#### [EXERCISE DETAILS]
Render the lines of the items below as a JSON list of strings, one string per line with blank lines omitted, starting at the line containing "Q: Given the photograph above, could you outline where the hood" and ending at the line containing "68 73 752 477", both included. Include no other lines.

Object detection data:
# # # # #

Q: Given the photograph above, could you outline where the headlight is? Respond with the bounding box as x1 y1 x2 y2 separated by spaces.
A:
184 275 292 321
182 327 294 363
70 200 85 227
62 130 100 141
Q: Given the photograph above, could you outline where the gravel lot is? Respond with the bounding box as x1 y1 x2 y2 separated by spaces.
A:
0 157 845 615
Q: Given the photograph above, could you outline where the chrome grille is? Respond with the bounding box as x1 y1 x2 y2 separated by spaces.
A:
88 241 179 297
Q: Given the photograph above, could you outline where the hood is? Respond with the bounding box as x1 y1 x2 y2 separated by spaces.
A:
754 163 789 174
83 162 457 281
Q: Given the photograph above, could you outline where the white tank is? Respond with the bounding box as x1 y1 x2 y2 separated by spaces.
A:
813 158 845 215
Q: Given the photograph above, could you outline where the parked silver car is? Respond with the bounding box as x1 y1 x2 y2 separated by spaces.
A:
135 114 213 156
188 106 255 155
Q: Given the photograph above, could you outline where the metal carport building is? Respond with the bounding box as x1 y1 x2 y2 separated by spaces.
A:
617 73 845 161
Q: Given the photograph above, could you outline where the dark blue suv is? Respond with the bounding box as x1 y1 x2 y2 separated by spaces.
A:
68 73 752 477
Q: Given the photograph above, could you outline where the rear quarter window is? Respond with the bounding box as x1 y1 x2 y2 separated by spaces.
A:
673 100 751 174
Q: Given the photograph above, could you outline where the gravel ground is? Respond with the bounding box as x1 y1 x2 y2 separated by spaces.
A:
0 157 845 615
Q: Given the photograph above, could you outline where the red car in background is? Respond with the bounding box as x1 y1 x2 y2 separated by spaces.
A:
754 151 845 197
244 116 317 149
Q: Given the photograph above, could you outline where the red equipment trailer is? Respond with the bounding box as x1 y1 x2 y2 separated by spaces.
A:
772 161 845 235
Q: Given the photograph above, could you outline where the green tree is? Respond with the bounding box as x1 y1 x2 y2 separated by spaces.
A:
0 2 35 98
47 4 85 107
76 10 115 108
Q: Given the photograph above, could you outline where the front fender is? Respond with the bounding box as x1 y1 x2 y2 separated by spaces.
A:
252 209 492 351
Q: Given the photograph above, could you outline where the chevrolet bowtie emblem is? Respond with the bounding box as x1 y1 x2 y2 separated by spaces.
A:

# # # # #

#### [CORRECT RESPONSE]
[
  "Q: Given the photograph above, could you outline where the hood is? Respond with the bounding box as x1 y1 x2 y2 separated by spaces.",
  "A:",
  "754 163 789 174",
  "83 162 457 281",
  "Q: Given the photograph above, could you outline where the white tank is? Respond with the bounding box as x1 y1 x2 y2 separated by spaces.",
  "A:",
  "813 158 845 215",
  "Q: Given the photograph above, could you outline where the parked silver car is? Respond with the bounding box as x1 y1 x2 y2 separated by spaces.",
  "A:",
  "135 114 213 156",
  "188 106 255 155",
  "Q: Given the photograph above, could you outline where the metal carport building is? Respond with the bounding box as x1 y1 x2 y2 separated by spaces.",
  "A:",
  "617 73 845 161",
  "Q: Given the photograph above, could you outline where the dark blue suv is? Respond with the bounding box as x1 y1 x2 y2 separated by spaces.",
  "A:",
  "68 73 752 477"
]